Page:

......

# Snoway Joystick Repair



## joshg (Nov 12, 2009)

I bought a plow that has the handheld controller with the push buttons in use. They previous owner also gave me a "broken" joystick controller. I am not exactly sure what is wrong with it...the knob isn't intact but not sure about other functions. Plow hasn't been on for the season yet so haven't hooked up to test it. Is there anyone what would repair these? Snoway direct? I know they are expensive to replace and that some people prefer them, was wondering if it was worth anything to keep or try to get repaired.


----------



## hydro_37 (Sep 10, 2006)

you sure the plow is a Sno-Way?
Basher would be your best bet to answer any Sno-Way questions....he is the sno-way God around here.


----------



## joshg (Nov 12, 2009)

Yes it is a snoway.


----------



## t-sig (Feb 5, 2010)

Josh,

The internals are made up of micro switches and diodes. If you have down pressure, there is also a toggle switch. I replaced the diodes in mine and a micro switch. The diodes break down over time and the plow will start to act funny (up is left, left is right, kind of stuff). Micro switches should last forever, but, I burned up one due to a short. I was able to get all these parts at a local electronics store pretty cheap. I'm sure Snoway has them as well. I prefer the joy stick over all the other types of controllers. It is definitely the most functional, IMO. Can the previous owner offer up any more info on it?


----------



## joshg (Nov 12, 2009)

Thanks for the input. I should check with the prior owner and see if they remember the issues. I'll also just try to plug it in and see what it does. I guess there shouldn't be too much risk to the system, correct?


----------



## t-sig (Feb 5, 2010)

You can't do any harm, as long your 12 volt source is fused. Mine shorted out badly because the previous owner had it hooked out without a fuse. Not a good idea.


----------



## basher (Nov 13, 2004)

what kind of plow do you have? sounds like you have the sno-1 pump. Hook up the joystick and try it, it cannot hurt. is it wired or wireless?


----------



## joshg (Nov 12, 2009)

29/32 Series sticker on it. 

Serial sticker is 32D102... I don't have a pic with the joystick # with me..remeber there was a number on it too...can post later. Both controllers are wired.


----------



## basher (Nov 13, 2004)

......

What to do:
A: According to the Snoway joystick thread, what parts make up the inside of the joystick controller?
B: Write what comes next in the Snoway joystick thread, starting after its final line.

Coordinate annotation records
......

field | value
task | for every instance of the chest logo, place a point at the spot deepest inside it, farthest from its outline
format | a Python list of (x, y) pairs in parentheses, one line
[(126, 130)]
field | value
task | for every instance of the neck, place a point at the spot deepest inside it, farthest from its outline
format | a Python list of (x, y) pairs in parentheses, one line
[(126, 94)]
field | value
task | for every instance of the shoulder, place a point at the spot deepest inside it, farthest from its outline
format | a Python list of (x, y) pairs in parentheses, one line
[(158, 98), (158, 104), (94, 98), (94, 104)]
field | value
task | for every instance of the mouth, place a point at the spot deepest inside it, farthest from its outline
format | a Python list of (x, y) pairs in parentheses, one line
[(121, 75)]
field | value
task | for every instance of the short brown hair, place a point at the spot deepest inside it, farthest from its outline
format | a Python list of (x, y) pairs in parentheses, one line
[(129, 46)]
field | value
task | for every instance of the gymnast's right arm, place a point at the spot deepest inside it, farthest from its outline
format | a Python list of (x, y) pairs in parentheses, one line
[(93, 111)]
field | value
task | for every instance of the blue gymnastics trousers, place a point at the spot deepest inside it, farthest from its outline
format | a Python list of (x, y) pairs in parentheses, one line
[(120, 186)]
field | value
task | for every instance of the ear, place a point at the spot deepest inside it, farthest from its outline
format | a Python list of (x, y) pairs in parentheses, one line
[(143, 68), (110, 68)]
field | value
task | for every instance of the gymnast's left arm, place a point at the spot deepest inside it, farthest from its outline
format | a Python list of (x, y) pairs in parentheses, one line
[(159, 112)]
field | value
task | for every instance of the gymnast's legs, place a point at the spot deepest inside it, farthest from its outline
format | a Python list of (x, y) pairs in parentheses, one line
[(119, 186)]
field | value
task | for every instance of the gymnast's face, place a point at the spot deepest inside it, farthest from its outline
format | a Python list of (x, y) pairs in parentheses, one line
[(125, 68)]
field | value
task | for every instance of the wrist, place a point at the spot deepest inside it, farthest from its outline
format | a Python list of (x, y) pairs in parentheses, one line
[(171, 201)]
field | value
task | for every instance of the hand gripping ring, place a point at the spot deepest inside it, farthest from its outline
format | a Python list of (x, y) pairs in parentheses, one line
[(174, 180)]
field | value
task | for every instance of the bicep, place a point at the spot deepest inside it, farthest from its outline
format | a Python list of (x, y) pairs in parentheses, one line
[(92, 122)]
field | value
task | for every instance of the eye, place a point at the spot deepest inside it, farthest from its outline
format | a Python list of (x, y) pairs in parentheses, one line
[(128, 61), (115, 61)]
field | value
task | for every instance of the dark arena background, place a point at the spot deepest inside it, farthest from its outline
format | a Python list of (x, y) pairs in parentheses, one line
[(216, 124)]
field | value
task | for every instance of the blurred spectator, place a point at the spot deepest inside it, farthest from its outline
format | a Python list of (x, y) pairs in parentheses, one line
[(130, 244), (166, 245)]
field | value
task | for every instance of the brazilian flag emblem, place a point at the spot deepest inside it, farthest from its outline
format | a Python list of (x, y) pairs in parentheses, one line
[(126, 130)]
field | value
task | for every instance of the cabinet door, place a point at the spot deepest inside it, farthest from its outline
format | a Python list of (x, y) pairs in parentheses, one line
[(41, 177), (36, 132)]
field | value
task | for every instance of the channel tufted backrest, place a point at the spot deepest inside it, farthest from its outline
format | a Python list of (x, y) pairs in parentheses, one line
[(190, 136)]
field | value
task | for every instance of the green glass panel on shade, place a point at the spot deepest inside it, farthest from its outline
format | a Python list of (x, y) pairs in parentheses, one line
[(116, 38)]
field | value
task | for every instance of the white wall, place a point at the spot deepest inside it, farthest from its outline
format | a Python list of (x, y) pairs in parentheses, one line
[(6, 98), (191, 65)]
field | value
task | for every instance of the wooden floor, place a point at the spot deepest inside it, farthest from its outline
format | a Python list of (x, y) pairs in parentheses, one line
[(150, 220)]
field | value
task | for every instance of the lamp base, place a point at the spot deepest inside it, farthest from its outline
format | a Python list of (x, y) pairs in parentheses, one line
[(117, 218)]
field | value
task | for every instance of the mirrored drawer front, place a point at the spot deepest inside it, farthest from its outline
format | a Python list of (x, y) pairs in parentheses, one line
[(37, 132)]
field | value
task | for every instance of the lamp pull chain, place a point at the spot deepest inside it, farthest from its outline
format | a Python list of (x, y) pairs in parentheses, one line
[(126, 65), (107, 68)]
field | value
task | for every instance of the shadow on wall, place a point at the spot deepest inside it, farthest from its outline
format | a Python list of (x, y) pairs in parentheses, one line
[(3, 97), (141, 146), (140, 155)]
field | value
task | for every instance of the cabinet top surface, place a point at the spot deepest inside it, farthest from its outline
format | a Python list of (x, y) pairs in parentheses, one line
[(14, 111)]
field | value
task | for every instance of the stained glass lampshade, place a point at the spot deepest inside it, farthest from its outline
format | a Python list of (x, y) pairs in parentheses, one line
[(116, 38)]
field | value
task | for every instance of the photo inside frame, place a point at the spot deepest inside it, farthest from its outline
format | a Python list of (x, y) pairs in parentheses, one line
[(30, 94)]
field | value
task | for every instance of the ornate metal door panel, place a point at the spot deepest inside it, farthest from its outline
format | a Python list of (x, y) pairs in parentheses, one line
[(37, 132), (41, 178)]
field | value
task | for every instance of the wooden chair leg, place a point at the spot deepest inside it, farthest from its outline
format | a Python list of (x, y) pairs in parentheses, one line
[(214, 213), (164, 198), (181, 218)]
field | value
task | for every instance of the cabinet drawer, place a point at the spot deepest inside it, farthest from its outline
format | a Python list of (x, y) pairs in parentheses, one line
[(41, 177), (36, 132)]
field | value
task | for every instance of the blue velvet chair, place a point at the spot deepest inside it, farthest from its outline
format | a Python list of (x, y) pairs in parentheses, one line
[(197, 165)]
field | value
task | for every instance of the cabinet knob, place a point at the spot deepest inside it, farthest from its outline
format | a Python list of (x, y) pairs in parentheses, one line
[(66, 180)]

......

Answers per task:
A: Micro switches and diodes, with a toggle switch as well if the plow has down pressure.

B:
OK, try carefully dis-assembling the plug on the control. make sure all the wires are still intact. People will twist the wrong section of the assembly and rip the wires loose inside. You need special connectors, and it is easiest if you have the right tools.


----------



## joshg (Nov 12, 2009)

Just a follow up on this. I was able to repair and make it fully functional. It is not a hard unit to work on if it isn't severly broken. I too a bunch of photos I can upload later if people are interested.

I was able to figure out that the only problem with mine was a broken joystick. Through some internet searching I figured out that Suzo Happ makes the joystick for Snoway. I was able to buy a replacement direct from them. Drop it in and of it goes.

Here is the joystick: http://www.happcontrols.com/joysticks/50275500.htm










If you ever need to replace the micro swtiches they are made by cherry. 
http://www.cherrycorp.com/english/switches/submini/e_mod.htm
http://www.cherrycorp.com/english/switches/pdf/E61_Series.pdf

I was able to carefuly disassemble the unit, remove and replace the broken joystick and then just put in the new one. Biggest caution is to be careful to avoid damaging the soldered connections. Make sure the cord strain relief is reinstalled properly and then to make sure to keep straight which swich wires control which direction. I made a mistake and had to take it apart again to since I mixed up the raise and lower.

Former owner had someone borrow truck that was tall and broke it as it was mounted to the lower left of sterring wheel. I need to find a new convenient way to mount. I'd almost just like to put on the seat on my right.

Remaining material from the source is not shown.